Ausgewählter Text:

Foto: AP/Andreas Kolarik
Düsseldorf – Allfälligen unerquicklichen Debatten im Düsseldorfer Stadtparlament über die Vergabe des Heinrich-Heine-Preises an ihn ist Autor Peter Handke nunmehr zuvorgekommen: In einem Brief an Oberbürgermeister Joachim Erwin (CDU) teilte der in Paris wohnhafte Handke seine Ablehnung des ihm durch eine zwölfköpfige Jury zugedachten Preises mit. Er, Handke, wolle seine Person und sein Werk "nicht den Pöbeleien von Parteipolitikern" aussetzen, schrieb der Dichter, dessen Post gestern seitens der Stadt publik gemacht wurde.

Oberbürgermeister Erwin sagte in einer ersten Reaktion, er bedauere Handkes Entschluss "zutiefst": "Ich respektiere jedoch seine Entscheidung, gerade nach all dem, was in den letzten beiden Wochen über ihn hereingebrochen ist."

Die von der Jury beschlossene und vom Stadtrat wieder infrage gestellte Auszeichnung Handkes war wegen seines Eintretens für die serbische Politik im In- und Ausland heftig kritisiert worden. Die Fraktionen von SPD, FDP und Grünen im Düsseldorfer Stadtrat hatten sich darauf verständigt, gegen die Auszeichnung Handkes zu stimmen, die CDU schloss sich zögerlich an. (poh/DER STANDARD, Print-Ausgabe, 9.6.2006)

Handkes Schreiben im Wortlaut

"Lieber Joachim Erwin, lieber Oberbürgermeister -

ihre freundliche Stimme noch im Ohr, möchte ich ihnen sagen, welch gute Überraschung dieser Heinrich-Heine-Preis war, erst einmal für mich, der sich überhaupt keinen Preis mehr erwartet hatte, und wie er solch eine Überraschung weiterhin ist, gut vielleicht weniger für mich persönlich als für ein endliches allgemeines Auftauen, so scheint es inzwischen zumindest, der gefrorenen Blicke und Sprache in Hinsicht auf das jugoslawische Problem, einschließlich des Prozesses gegen Slobodan Milosevic, wie das ja wohl auch Sie sich gewünscht haben.

Aufgabe 1:
Aus wie vielen Mitgliedern bestand laut dem Text über den Heinrich-Heine-Preis die Jury, die Handke den Preis zugedacht hatte?
Der Text und die Datensätze sind voneinander unabhängiges Material.

Auszug aus dem Datensatz:
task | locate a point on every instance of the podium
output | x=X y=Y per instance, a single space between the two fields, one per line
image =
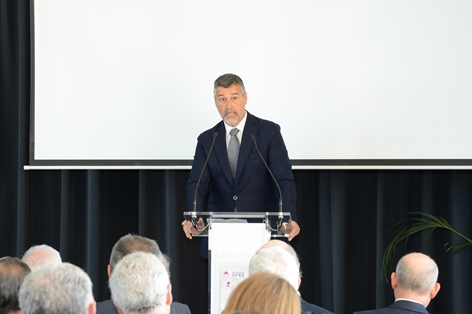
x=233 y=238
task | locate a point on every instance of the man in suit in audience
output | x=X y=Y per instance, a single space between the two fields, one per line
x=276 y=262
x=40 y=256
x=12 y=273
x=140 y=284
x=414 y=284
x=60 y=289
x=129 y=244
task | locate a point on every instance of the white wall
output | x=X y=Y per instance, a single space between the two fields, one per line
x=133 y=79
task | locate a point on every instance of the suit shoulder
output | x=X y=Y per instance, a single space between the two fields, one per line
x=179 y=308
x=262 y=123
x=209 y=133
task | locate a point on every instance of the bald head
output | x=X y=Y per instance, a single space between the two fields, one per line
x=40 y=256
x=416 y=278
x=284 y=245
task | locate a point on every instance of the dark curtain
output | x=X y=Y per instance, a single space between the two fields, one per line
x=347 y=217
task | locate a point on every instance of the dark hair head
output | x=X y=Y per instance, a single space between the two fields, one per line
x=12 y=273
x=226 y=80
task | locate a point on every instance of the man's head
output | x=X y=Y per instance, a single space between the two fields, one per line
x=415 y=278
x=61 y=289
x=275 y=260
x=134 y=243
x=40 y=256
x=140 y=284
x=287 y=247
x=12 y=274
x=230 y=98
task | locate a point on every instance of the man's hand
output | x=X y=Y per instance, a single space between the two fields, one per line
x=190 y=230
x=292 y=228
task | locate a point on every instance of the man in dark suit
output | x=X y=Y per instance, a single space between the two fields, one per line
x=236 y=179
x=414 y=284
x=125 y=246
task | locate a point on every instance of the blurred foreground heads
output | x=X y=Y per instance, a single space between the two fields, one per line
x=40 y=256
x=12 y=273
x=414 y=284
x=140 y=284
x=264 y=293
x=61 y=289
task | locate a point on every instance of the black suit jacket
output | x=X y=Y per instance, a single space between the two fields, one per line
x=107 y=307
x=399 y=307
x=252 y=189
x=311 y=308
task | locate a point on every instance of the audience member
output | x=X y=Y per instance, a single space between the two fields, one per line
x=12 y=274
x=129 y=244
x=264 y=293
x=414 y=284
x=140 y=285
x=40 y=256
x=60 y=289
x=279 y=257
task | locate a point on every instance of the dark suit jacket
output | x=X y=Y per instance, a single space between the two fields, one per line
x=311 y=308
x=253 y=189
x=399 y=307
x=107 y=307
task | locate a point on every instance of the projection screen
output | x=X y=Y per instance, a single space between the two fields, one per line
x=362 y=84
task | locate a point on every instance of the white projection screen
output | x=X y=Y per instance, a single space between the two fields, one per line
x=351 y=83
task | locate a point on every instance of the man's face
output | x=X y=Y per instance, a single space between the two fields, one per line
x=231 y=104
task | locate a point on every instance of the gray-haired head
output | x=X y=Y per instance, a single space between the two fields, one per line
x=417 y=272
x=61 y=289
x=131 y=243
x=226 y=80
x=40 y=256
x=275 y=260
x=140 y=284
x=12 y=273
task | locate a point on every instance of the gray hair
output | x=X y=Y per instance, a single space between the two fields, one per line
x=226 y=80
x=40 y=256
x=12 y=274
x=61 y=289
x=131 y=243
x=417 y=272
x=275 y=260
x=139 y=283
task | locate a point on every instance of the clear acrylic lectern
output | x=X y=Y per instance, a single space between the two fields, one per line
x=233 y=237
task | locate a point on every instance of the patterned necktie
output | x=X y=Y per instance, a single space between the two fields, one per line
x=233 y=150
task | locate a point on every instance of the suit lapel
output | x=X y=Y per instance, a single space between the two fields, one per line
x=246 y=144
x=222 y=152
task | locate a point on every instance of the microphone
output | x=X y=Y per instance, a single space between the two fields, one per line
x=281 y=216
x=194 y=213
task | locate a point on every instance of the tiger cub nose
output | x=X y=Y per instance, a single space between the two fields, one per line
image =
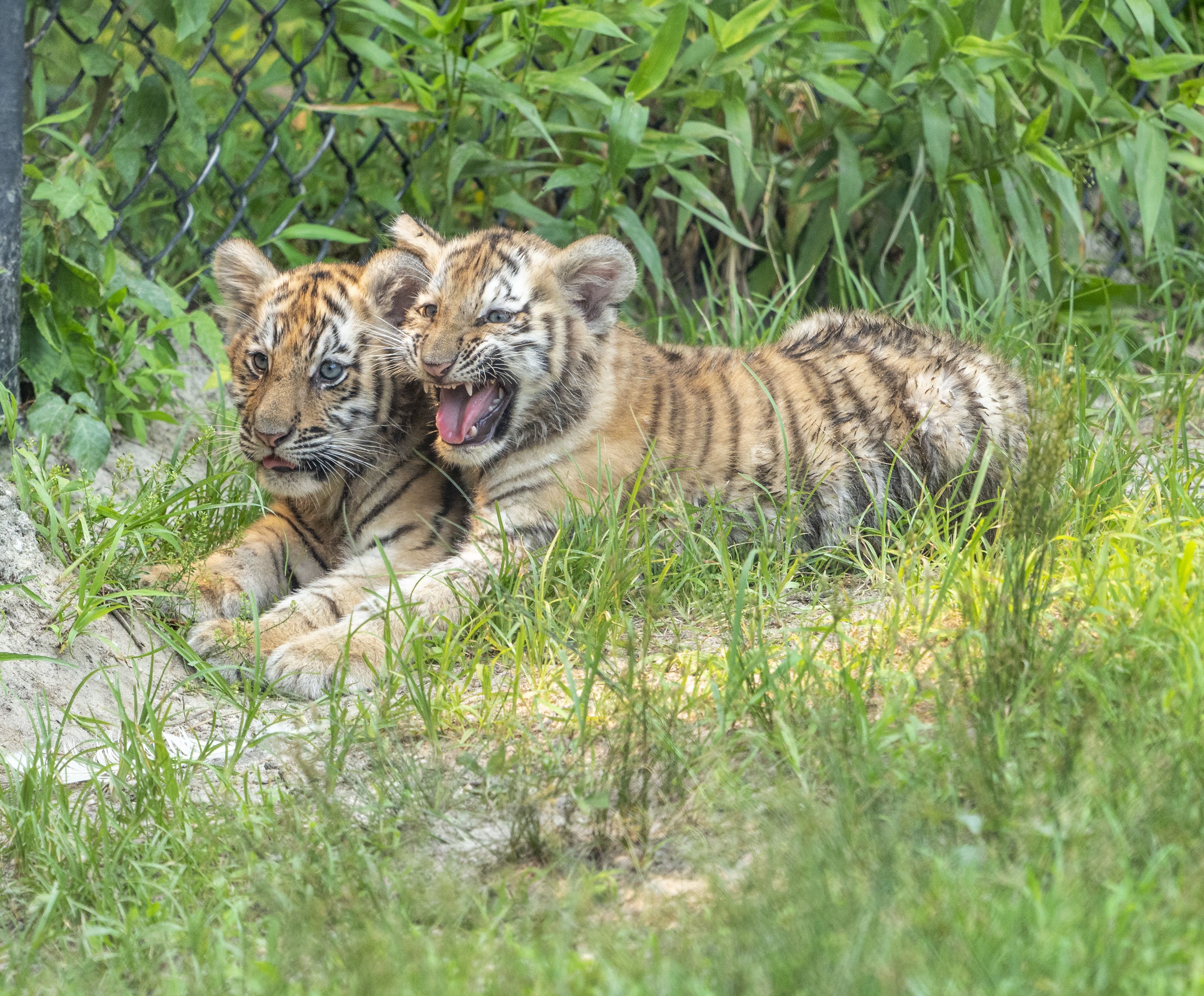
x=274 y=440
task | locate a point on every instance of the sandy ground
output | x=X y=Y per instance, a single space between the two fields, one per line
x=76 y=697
--
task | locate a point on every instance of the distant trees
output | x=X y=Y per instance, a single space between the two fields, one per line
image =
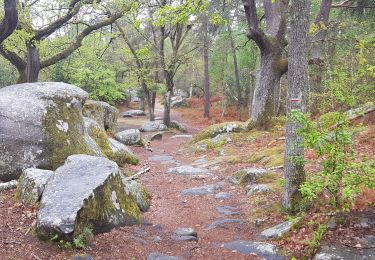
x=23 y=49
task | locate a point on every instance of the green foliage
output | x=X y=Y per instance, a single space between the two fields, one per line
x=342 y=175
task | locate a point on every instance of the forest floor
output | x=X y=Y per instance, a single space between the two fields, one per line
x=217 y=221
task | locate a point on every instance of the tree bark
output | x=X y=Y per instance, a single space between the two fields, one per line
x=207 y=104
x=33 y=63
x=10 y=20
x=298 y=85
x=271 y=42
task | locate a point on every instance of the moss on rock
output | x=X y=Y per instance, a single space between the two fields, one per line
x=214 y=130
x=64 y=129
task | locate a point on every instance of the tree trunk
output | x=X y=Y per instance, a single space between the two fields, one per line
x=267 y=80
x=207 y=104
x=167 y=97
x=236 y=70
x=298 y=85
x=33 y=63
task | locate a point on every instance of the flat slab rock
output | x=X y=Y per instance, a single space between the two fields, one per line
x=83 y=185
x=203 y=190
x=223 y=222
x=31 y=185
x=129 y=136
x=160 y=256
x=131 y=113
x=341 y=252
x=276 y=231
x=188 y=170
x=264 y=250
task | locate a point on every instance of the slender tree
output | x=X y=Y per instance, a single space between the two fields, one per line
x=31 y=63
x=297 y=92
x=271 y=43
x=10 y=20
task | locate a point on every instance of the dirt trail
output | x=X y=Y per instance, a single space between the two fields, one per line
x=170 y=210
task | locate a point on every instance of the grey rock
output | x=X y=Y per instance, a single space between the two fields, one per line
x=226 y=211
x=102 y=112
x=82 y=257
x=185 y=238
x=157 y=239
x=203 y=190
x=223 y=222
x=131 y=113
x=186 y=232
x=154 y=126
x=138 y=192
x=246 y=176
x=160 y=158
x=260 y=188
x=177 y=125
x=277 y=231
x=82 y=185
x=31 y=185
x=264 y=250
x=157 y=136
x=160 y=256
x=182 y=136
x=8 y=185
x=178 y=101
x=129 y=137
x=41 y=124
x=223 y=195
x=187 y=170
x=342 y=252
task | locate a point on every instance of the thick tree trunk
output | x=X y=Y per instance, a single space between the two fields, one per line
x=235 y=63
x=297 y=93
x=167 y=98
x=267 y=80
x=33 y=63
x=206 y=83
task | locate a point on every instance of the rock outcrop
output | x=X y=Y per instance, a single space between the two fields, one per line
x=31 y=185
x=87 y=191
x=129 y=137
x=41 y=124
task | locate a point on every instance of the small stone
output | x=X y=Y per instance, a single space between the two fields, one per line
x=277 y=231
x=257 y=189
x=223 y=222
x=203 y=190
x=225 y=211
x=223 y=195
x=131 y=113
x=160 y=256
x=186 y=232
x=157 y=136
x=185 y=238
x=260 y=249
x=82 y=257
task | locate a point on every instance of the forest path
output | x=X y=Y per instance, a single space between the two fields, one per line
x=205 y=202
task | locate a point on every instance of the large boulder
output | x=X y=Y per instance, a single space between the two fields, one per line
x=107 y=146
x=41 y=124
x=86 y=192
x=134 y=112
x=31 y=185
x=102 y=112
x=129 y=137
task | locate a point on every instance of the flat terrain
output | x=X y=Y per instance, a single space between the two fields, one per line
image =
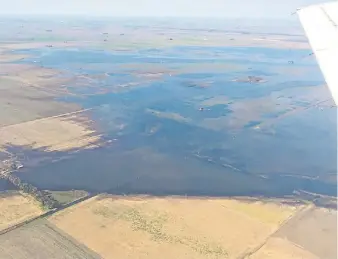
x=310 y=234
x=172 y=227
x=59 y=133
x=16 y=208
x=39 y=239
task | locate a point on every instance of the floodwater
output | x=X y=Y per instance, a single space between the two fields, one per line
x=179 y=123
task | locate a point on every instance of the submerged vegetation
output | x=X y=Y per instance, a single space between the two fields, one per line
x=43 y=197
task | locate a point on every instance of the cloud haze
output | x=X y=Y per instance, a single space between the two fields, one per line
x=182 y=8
==
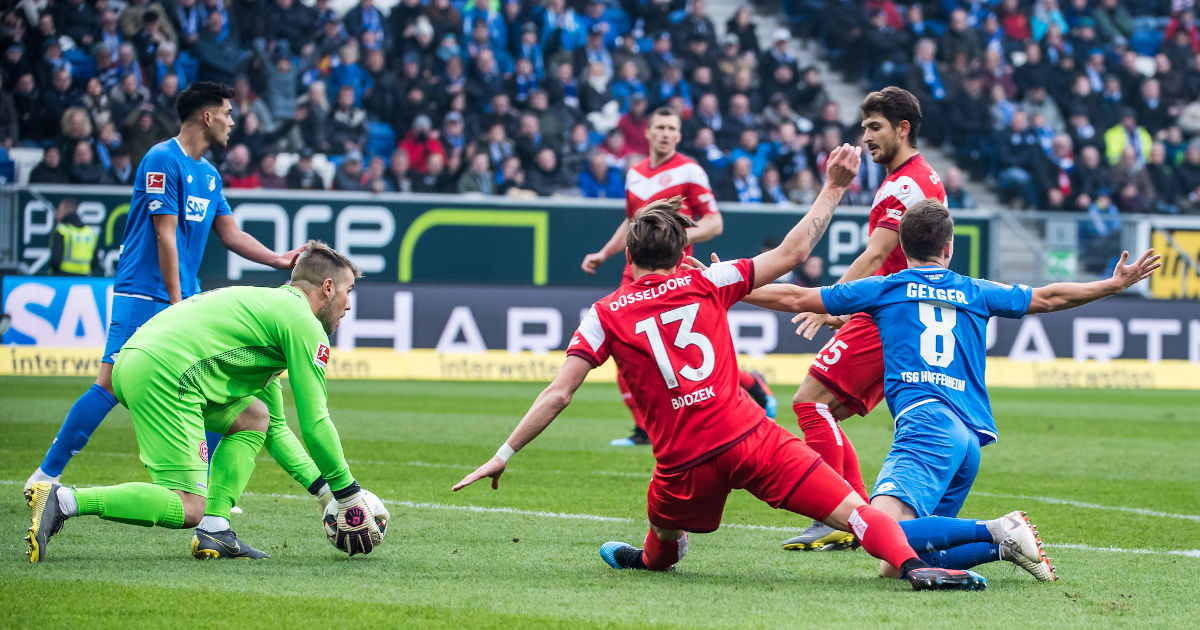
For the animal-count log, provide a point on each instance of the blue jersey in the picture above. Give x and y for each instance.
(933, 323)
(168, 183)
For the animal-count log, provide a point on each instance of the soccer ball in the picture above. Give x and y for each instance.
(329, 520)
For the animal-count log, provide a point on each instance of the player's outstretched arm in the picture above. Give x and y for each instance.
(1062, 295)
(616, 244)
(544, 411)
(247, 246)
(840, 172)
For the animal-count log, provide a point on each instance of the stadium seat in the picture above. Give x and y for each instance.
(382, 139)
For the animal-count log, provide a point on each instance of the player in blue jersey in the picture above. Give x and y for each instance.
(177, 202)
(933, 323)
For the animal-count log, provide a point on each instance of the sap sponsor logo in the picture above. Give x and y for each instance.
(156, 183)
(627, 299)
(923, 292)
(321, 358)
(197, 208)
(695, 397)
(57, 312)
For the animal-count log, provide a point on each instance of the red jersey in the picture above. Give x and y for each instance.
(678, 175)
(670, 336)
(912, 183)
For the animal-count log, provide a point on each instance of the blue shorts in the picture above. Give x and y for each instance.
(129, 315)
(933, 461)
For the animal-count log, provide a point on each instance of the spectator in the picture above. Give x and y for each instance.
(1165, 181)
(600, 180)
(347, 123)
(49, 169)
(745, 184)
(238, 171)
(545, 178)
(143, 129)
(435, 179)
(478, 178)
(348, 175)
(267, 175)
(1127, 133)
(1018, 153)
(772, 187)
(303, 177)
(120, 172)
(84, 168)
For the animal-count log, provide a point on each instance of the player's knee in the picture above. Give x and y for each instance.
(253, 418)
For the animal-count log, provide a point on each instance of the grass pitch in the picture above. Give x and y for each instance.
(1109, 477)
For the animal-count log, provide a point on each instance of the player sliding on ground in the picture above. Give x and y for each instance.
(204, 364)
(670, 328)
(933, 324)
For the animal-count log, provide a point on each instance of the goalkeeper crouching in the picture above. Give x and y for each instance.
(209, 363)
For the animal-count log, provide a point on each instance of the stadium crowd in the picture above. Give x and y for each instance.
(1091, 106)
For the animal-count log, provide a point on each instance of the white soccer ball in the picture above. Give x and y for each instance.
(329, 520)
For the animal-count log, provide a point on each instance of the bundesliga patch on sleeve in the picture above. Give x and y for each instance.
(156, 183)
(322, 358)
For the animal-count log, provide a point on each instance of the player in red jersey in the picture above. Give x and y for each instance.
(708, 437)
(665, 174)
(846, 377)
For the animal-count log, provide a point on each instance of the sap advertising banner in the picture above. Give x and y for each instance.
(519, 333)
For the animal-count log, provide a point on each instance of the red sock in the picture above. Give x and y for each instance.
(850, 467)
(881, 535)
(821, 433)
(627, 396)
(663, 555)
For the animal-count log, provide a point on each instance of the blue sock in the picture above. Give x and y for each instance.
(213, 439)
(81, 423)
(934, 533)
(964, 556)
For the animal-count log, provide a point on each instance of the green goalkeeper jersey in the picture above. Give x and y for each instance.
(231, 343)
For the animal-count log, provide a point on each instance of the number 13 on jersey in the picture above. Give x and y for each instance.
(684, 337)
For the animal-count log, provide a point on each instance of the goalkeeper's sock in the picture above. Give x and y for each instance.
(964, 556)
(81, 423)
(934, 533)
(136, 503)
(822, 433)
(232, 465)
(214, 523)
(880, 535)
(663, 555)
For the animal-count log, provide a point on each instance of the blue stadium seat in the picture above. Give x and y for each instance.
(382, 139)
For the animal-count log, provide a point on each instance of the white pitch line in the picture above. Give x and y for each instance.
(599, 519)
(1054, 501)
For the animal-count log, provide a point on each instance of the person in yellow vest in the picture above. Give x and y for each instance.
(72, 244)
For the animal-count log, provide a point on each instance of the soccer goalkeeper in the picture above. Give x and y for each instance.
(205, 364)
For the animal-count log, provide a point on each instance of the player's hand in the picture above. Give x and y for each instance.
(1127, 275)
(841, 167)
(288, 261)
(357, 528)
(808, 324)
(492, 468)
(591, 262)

Aufgabe 2:
Stelle bitte die Datensätze von der Zeile mit "in dark suit" bis zur Zeile mit "x=279 y=257", beide eingeschlossen, als zweispaltige CSV mit den Spalten „eingabe“ und „ausgabe“ dar. Jeder Datensatz wird eine Zeile mit seinem Text und seiner Antwort, beide jeweils in einem eigenen Feld in Anführungszeichen und mit Leerzeichen statt Zeilenumbrüchen.

Lösung 1:
Die Jury bestand aus zwölf Mitgliedern.

Lösung 2:
eingabe,ausgabe
"task | locate a point on every instance of the man in dark suit output | x=X y=Y per instance, a single space between the two fields, one per line","x=236 y=179 x=414 y=284 x=125 y=246"
"task | locate a point on every instance of the blurred foreground heads output | x=X y=Y per instance, a single space between the two fields, one per line","x=40 y=256 x=12 y=273 x=414 y=284 x=140 y=284 x=264 y=293 x=61 y=289"
"task | locate a point on every instance of the black suit jacket output | x=X y=Y per instance, a single space between the two fields, one per line","x=107 y=307 x=399 y=307 x=252 y=189 x=311 y=308"
"task | locate a point on every instance of the audience member output | x=X y=Y per instance, a single space between the two fields, one per line","x=12 y=274 x=129 y=244 x=264 y=293 x=414 y=284 x=140 y=285 x=40 y=256 x=60 y=289 x=279 y=257"